** start **

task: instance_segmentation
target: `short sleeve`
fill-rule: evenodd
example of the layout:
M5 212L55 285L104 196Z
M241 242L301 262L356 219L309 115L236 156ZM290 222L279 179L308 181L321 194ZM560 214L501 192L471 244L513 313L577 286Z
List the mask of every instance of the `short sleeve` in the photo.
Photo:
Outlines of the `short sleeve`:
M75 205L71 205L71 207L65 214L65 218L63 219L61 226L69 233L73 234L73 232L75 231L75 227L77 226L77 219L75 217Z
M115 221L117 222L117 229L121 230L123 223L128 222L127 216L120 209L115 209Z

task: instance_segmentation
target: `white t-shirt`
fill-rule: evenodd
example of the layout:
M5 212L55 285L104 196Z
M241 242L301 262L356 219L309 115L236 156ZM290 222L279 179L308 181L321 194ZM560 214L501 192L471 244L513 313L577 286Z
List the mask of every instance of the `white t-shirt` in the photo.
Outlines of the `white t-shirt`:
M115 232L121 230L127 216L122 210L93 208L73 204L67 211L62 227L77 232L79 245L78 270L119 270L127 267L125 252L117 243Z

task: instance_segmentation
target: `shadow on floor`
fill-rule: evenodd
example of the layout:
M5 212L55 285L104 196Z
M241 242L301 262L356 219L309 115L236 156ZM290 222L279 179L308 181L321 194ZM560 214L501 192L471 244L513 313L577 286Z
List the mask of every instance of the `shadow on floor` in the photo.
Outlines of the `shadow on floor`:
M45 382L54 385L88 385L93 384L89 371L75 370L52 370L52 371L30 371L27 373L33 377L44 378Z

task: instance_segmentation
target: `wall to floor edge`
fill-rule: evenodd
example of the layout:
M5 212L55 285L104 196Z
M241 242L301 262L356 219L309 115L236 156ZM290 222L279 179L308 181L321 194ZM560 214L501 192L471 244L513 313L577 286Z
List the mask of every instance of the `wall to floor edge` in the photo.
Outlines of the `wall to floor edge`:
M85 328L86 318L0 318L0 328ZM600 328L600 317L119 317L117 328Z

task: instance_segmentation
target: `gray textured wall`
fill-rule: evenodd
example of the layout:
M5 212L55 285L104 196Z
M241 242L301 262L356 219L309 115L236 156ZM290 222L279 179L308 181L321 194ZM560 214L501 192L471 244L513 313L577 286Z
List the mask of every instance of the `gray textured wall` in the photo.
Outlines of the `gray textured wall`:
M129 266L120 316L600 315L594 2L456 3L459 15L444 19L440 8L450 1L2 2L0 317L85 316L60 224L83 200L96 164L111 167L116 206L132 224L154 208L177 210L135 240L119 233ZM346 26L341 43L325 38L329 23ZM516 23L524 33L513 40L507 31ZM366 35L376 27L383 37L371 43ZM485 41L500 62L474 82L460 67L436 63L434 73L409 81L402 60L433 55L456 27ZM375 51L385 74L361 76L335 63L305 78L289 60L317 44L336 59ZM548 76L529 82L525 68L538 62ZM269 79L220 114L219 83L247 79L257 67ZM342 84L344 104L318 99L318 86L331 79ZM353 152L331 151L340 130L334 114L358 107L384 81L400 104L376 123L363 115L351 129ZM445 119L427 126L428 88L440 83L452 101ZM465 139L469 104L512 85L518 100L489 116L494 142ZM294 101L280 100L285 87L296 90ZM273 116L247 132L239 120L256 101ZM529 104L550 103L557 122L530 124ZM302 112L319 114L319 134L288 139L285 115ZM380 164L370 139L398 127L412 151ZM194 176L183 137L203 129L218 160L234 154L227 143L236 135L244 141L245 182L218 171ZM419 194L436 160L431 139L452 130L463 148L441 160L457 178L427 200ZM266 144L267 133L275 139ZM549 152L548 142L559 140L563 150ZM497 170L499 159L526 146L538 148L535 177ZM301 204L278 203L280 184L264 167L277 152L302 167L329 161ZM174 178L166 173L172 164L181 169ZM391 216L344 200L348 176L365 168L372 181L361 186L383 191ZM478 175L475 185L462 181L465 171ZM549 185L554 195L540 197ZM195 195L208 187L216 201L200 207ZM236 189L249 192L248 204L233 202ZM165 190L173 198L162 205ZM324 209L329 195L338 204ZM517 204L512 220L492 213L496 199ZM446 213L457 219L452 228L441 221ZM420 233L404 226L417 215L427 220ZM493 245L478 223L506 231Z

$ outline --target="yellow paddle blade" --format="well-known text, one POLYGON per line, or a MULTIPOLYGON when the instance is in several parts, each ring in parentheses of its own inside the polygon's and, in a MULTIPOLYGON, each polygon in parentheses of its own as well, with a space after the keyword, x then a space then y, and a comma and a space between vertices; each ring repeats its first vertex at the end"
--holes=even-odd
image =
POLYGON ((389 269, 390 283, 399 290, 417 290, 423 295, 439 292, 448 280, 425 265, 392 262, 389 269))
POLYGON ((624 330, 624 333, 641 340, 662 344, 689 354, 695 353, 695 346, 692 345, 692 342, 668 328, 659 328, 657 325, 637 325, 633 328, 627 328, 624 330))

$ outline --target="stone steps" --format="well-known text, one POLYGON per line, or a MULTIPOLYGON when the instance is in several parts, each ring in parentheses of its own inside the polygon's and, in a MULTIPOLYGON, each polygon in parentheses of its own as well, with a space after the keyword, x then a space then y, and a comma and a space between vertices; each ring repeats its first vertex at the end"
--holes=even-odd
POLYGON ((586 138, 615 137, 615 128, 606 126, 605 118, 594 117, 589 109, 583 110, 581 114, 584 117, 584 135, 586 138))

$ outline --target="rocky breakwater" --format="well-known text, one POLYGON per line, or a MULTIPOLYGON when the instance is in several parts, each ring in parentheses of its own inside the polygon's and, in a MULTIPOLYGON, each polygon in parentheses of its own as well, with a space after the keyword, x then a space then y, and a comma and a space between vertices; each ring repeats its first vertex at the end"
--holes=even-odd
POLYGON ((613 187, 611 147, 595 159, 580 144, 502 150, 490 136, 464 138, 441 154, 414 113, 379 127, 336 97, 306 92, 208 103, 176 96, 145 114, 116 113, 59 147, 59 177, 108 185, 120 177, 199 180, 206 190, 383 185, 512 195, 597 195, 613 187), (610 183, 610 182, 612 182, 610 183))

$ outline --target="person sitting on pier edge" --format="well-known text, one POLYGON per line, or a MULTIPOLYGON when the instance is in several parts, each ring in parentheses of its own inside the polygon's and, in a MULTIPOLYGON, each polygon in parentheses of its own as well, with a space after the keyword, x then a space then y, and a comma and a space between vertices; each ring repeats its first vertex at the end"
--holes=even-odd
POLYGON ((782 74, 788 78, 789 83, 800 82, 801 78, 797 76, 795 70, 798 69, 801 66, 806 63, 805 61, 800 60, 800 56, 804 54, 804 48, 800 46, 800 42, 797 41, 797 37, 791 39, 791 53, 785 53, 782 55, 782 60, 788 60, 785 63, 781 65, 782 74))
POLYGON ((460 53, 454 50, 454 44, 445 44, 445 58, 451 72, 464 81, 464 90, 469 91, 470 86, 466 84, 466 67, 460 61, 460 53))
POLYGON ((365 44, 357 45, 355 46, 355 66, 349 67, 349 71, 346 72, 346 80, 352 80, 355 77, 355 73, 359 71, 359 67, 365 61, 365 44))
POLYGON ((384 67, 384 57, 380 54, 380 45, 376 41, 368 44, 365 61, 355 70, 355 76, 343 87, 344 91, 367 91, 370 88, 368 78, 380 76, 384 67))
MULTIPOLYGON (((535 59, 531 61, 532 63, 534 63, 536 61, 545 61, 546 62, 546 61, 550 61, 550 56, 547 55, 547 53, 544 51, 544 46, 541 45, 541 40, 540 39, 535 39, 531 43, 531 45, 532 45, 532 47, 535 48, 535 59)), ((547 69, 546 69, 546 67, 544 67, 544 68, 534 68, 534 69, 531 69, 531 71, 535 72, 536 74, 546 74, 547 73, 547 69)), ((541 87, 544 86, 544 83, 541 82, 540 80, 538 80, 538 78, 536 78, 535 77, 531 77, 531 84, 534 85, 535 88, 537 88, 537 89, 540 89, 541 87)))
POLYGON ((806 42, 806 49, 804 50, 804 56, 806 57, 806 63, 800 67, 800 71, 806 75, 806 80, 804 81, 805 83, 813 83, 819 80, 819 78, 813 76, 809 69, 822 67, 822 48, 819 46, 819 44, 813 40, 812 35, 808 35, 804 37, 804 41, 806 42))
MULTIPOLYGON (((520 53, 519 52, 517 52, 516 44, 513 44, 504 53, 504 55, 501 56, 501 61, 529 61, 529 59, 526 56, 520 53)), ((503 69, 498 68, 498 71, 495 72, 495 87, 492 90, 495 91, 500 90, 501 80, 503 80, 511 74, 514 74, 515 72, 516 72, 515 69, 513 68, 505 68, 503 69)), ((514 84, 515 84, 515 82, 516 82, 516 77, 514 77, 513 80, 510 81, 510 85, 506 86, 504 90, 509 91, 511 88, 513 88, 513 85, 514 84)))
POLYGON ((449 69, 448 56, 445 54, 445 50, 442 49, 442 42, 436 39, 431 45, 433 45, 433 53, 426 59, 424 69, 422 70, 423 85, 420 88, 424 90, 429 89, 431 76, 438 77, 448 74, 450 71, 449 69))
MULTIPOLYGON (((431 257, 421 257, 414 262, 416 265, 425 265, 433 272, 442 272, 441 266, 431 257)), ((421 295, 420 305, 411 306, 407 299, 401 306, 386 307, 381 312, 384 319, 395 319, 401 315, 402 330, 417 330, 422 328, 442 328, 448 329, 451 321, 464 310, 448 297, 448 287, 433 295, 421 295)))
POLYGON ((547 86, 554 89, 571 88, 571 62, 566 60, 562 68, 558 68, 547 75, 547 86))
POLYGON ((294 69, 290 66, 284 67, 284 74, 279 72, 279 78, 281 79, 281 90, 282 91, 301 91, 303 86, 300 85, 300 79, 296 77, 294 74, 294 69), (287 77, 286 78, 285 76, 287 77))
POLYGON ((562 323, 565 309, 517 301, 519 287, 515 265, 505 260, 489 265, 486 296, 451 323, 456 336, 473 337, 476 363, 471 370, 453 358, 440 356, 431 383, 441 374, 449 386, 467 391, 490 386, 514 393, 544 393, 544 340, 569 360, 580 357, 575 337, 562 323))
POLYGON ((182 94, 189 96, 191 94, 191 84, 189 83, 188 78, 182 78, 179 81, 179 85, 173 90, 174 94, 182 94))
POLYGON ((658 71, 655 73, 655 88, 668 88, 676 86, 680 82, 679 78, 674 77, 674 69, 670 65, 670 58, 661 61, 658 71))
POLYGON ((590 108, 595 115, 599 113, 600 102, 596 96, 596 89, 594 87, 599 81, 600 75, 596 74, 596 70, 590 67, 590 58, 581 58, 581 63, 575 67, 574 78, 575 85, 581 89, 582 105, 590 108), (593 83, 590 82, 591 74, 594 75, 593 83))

** end **

▸ **EXERCISE INSTRUCTIONS**
Can you copy the records above verbatim, from their first line up to and including the line that contains "M45 382L54 385L88"?

▸ **TASK OUTPUT**
task: instance_segmentation
target: `short sleeve`
fill-rule: evenodd
example of the layout:
M5 212L55 285L104 196Z
M241 242L301 262L356 219L309 115L236 156ZM290 222L279 179L308 181L321 194ZM560 214L501 192L471 244L513 313L577 286Z
List the mask of every instance of the `short sleeve` in the photo.
Photo:
Outlines of the `short sleeve`:
M75 205L71 205L71 207L65 214L65 218L63 219L61 226L69 233L73 234L73 232L75 231L75 227L77 226L77 219L75 217Z
M115 221L117 222L117 229L121 230L123 223L128 222L127 216L120 209L115 209Z

task: instance_segmentation
target: `white t-shirt`
fill-rule: evenodd
example of the layout:
M5 212L55 285L104 196Z
M241 242L301 262L356 219L309 115L236 156ZM290 222L279 179L308 181L321 194ZM560 214L501 192L471 244L513 313L577 286Z
List the mask of every instance of the `white t-shirt` in the photo.
Outlines of the `white t-shirt`:
M115 232L121 230L127 216L122 210L93 208L73 204L67 211L62 227L77 232L79 245L78 270L119 270L127 267L125 252L117 243Z

task: instance_segmentation
target: `shadow on floor`
fill-rule: evenodd
example of the layout:
M5 212L55 285L104 196Z
M241 242L301 262L356 219L309 115L236 156ZM290 222L279 179L308 181L321 194ZM560 214L501 192L471 244L513 313L577 286Z
List the mask of every instance of the `shadow on floor` in the photo.
Outlines of the `shadow on floor`:
M45 382L54 385L88 385L93 384L89 371L75 370L52 370L52 371L30 371L27 373L33 377L44 378Z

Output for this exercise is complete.